Copy the data below line for line, changing nothing.
--- begin Listed entries ---
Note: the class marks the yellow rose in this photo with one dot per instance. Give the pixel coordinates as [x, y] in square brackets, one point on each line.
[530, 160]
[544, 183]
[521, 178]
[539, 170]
--- end Listed entries ---
◆ Result of this task:
Note: the class marks the yellow rose in this photo with one dot per instance. Give the pixel coordinates as [x, y] in square brackets, one point on each line.
[530, 160]
[544, 183]
[521, 178]
[539, 170]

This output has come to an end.